Task requirements
Search the listing below for the word "green" and return each line that contains it.

==== Data in this exercise

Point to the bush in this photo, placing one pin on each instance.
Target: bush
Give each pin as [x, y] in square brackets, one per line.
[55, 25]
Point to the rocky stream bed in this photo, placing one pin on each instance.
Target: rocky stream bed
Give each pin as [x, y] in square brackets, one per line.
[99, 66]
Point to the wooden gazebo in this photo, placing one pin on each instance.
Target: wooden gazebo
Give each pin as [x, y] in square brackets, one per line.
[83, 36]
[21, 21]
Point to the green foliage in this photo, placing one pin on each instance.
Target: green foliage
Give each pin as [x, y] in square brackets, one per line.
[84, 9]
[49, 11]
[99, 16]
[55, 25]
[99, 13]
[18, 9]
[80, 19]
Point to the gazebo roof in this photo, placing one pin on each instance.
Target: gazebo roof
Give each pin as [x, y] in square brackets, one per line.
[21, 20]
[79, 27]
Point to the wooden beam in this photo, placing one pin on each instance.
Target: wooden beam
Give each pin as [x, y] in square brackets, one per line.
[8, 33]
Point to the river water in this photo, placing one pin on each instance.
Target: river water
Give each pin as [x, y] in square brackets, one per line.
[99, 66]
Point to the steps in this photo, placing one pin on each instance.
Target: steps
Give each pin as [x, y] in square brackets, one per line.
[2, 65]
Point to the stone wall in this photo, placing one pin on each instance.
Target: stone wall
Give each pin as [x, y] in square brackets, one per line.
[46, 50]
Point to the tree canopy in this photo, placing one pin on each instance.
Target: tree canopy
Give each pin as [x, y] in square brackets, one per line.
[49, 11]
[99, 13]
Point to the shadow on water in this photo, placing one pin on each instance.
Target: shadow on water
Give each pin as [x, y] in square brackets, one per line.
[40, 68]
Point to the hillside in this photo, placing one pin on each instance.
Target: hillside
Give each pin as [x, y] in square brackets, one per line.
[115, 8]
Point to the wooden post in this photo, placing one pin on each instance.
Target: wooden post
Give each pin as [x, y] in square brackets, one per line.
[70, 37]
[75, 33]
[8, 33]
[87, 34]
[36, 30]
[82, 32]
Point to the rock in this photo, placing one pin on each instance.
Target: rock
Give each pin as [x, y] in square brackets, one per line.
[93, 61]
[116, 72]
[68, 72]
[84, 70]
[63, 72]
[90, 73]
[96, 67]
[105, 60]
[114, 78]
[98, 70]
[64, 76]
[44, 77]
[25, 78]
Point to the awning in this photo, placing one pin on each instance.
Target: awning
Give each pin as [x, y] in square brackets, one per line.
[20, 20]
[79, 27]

========

Exercise result
Point to the green foliage in this photo, placing one pin on each instance.
Target: green foliage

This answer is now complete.